**Text passage:**
Open-source AI models and big tech monopolies

Sungkyu Lee

2023년 7월 5일

The most compelling social value of open source software lies in its ability to reduce barriers to entry. Open source obliterates capital-based technological barriers effortlessly. Examples like Linux, Firefox, and Chromium demonstrate this. By offering open code, software has fostered new ecosystems of innovation and increased the involvement of volunteer code contributors from diverse communities. Collaborative in nature, open source has become the culture of developers.

Amidst the flourishing generative AI revolution, concerns about the concentration of power in big tech have intensified. OpenAI, Google, and Microsoft are on the brink of monopolizing the emerging market. Various Korean companies have already voiced concerns about "technology dependence and colonization" by global big tech, prompting calls for regulation. While there may be some exaggeration and leaps, the diagnosis is not entirely incorrect. The nature of the technology market allows early movers like Google, Facebook, and Apple to dominate significant portions of the market share.

Open source presents a potential remedy for market monopolies. The premise is the emergence of competitive open source alternatives. Stable AI's Stable Diffusion and Meta's LLaMA are already on par with any generative AI model currently available. These open-source AIs are accessible to all and can be customized. They have become so popular that they are often considered rivals to ChatGPT and Dall-E. This has sparked excitement among many developers.

**List of tasks:**
**1)** Name every generative AI model or product that appears in the article on open-source AI and big tech.
**2)** Extract the part of the article on open-source AI and big tech between "Open-source AI models" and "culture of developers.", inclusive.
**3)** Write the next paragraph of the article on open-source AI and big tech, picking up after its final sentence.
The listing that comes next has no connection to the article on open-source AI and big tech.

Dataset excerpts:
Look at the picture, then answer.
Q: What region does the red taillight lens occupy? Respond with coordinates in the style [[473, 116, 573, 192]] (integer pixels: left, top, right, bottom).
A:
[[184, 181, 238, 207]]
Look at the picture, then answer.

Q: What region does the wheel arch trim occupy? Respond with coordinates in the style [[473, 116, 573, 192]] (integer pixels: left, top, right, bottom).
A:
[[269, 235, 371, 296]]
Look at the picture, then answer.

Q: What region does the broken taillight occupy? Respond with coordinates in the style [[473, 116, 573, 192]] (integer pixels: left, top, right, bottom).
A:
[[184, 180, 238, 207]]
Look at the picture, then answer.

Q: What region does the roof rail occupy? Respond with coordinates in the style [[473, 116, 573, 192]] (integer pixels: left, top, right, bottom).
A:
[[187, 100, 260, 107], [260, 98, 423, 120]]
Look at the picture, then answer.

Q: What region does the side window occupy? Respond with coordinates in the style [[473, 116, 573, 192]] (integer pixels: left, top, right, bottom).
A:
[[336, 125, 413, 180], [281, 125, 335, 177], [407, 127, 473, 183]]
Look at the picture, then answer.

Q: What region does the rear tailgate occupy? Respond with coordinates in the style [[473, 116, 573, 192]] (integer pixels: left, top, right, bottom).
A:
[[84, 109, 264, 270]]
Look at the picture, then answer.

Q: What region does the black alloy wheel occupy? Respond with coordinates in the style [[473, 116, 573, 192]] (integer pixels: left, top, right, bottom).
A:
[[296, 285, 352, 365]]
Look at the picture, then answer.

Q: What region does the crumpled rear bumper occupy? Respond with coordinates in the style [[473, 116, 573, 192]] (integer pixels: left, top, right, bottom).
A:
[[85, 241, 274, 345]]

**Your written answers:**
**1)** Stable Diffusion, LLaMA, ChatGPT, Dall-E

**2)**
Open-source AI models and big tech monopolies

Sungkyu Lee

2023년 7월 5일

The most compelling social value of open source software lies in its ability to reduce barriers to entry. Open source obliterates capital-based technological barriers effortlessly. Examples like Linux, Firefox, and Chromium demonstrate this. By offering open code, software has fostered new ecosystems of innovation and increased the involvement of volunteer code contributors from diverse communities. Collaborative in nature, open source has become the culture of developers.

**3)**
However, the issue lies in the "span of control" of these open-source generated AI models. Unlike previous open source software, these models are the result of developers training on their own datasets. While the code is open, the "intelligence" remains closed. Fine-tuning may not alter the essence, as it is still within the control of the developer's model planning and design. While the barrier to entry has been lowered, the range of degrees of freedom has been diminished. Meta's Lama model, in particular, reveals the design intentions of Meta, a late entrant in the big tech industry aiming to expand its market.

Now, more than ever, it is crucial to open up high-quality datasets for open-source AI models to combat market concentration and incorporate public value. This extends beyond monolingual data. However, constructing high-quality, reliable, and legally risk-free datasets is a formidable barrier to entry. It is costly, and the stakes are high. Managing this task outside the realm of big tech is not easy. Policy intervention is thus indispensable in this space.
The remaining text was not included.